* Source text:
»»
1.1.4 Grades No. 5 (Light), No. 5 (Heavy), and No. 6 are residual fuels of increasing viscosity and boiling range, used in industrial burners. Preheating is usually required for handling and proper atomization.  
Note 1: For information on the significance of the terminology and test methods used in this specification, see Appendix X1.
Note 2: A more detailed description of the grades of fuel oils is given in X1.3.  
1.2 This specification is for the use of purchasing agencies in formulating specifications to be included in contracts for purchases of fuel oils and for the guidance of consumers of fuel oils in the selection of the grades most suitable for their needs.  
1.3 Nothing in this specification shall preclude observance of federal, state, or local regulations which can be more restrictive.  
1.4 The values stated in SI units are to be regarded as standard.  
1.4.1 Non-SI units are provided in Table 1 and Table 2 and in 7.1.2.1/7.1.2.2 because these are common units used in the industry.
««
* Supplied material:
»»
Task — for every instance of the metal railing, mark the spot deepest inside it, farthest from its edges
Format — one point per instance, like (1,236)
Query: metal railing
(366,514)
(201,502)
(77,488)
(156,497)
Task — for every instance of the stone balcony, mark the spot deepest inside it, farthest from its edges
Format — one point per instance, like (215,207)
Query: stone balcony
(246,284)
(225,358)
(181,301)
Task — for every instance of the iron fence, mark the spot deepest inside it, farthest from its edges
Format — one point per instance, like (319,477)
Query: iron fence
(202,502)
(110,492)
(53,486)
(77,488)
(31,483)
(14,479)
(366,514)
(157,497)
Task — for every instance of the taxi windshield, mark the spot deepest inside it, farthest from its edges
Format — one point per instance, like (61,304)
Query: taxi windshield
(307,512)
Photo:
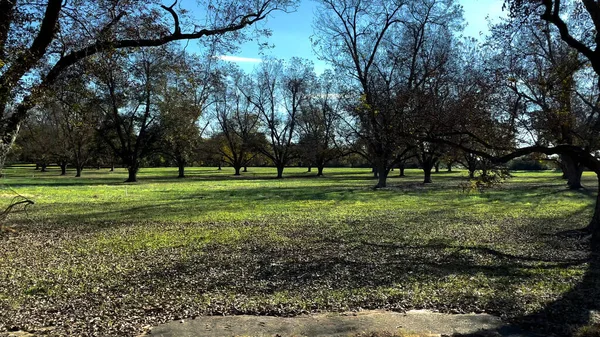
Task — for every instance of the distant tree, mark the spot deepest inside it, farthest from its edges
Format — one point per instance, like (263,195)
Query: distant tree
(280,91)
(74,109)
(40,40)
(182,101)
(383,48)
(238,121)
(128,88)
(319,122)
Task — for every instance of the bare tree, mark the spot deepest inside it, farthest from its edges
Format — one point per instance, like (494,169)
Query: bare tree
««
* Actions to take:
**A)** Answer the following questions using the fuel oil specification.
(i) What is usually required for the handling and proper atomization of the residual fuel grades?
(ii) In which section is a more detailed description of the fuel oil grades given?
(iii) Which units are to be regarded as standard?
**B)** Write out, without alteration, the passage of the fuel oil specification that opens with the words containing "Note 1: For" and closes with "be more restrictive.".
The records have no connection to the text.

* Solutions by task:
**A)**
(i) Preheating
(ii) X1.3
(iii) SI units

**B)**
Note 1: For information on the significance of the terminology and test methods used in this specification, see Appendix X1.
Note 2: A more detailed description of the grades of fuel oils is given in X1.3.  
1.2 This specification is for the use of purchasing agencies in formulating specifications to be included in contracts for purchases of fuel oils and for the guidance of consumers of fuel oils in the selection of the grades most suitable for their needs.  
1.3 Nothing in this specification shall preclude observance of federal, state, or local regulations which can be more restrictive.